> _Exercise input_
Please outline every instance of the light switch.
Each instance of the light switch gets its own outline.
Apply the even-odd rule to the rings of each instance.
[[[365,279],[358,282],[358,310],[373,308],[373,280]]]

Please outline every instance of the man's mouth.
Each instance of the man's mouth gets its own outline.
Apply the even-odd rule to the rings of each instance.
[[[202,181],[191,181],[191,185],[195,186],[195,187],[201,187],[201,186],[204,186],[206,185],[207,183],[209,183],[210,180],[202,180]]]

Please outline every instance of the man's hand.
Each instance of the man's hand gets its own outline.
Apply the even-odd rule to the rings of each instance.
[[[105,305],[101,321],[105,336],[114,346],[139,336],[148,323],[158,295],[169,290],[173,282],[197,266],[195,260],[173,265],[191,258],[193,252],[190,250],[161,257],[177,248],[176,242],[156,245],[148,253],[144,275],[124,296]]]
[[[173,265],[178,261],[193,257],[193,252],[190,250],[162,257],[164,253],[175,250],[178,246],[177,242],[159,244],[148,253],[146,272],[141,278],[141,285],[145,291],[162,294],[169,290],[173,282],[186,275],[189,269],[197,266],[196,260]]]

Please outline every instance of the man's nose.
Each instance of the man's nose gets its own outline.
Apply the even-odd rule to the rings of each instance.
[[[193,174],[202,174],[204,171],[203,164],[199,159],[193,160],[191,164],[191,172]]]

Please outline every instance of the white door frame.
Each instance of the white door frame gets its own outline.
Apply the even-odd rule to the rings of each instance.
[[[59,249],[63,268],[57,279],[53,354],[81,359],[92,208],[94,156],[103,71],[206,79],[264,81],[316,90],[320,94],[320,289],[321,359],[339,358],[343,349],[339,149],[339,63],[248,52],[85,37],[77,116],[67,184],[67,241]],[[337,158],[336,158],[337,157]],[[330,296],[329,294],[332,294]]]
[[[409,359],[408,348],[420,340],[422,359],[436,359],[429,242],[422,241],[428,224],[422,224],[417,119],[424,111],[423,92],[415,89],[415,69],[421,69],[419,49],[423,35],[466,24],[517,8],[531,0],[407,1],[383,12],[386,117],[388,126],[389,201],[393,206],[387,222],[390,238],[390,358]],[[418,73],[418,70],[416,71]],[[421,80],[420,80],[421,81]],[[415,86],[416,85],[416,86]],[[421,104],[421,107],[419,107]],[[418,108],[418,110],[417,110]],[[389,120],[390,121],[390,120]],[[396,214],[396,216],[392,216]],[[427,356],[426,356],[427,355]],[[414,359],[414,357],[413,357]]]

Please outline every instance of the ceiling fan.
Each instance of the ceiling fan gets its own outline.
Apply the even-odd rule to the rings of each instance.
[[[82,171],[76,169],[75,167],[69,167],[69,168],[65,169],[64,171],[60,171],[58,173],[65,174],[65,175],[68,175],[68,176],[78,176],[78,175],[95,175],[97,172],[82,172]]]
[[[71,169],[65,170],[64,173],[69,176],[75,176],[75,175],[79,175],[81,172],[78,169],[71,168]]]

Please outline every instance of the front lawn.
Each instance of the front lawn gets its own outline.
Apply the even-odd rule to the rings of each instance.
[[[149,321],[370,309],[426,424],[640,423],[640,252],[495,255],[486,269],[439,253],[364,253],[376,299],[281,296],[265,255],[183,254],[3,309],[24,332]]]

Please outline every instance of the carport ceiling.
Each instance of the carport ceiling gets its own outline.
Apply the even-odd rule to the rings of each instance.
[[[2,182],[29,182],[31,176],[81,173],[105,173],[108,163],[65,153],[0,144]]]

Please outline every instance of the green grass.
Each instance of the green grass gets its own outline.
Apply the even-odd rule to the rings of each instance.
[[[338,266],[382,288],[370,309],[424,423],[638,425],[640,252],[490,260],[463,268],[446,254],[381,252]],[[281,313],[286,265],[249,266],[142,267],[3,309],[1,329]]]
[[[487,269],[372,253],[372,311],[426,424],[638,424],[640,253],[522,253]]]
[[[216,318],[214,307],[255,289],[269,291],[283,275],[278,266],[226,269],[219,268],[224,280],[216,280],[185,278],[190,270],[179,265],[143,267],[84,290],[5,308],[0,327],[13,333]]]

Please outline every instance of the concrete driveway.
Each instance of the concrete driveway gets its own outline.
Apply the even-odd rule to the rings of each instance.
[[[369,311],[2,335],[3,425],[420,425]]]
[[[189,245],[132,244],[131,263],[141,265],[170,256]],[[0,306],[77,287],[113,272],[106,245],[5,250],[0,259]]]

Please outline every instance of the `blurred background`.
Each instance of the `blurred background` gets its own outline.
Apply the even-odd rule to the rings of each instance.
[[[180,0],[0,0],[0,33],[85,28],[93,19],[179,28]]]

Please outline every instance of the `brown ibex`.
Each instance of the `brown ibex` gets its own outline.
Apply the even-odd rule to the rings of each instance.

> _Aim of the task_
Wherever a line of the data holds "every", copy that line.

> _Answer space_
Please outline every instance of the light switch.
Please outline every instance of the man's mouth.
Please outline every instance of the man's hand.
Please outline every instance of the man's nose.
Please outline every instance of the white door frame.
Please outline every instance of the ceiling fan.
Please outline every instance of the front lawn.
Please outline every instance of the carport ceiling.
Please outline every instance of the green grass.
Please outline every instance of the concrete driveway.
Please outline every instance of the `blurred background`.
Please outline every instance of the `brown ibex`.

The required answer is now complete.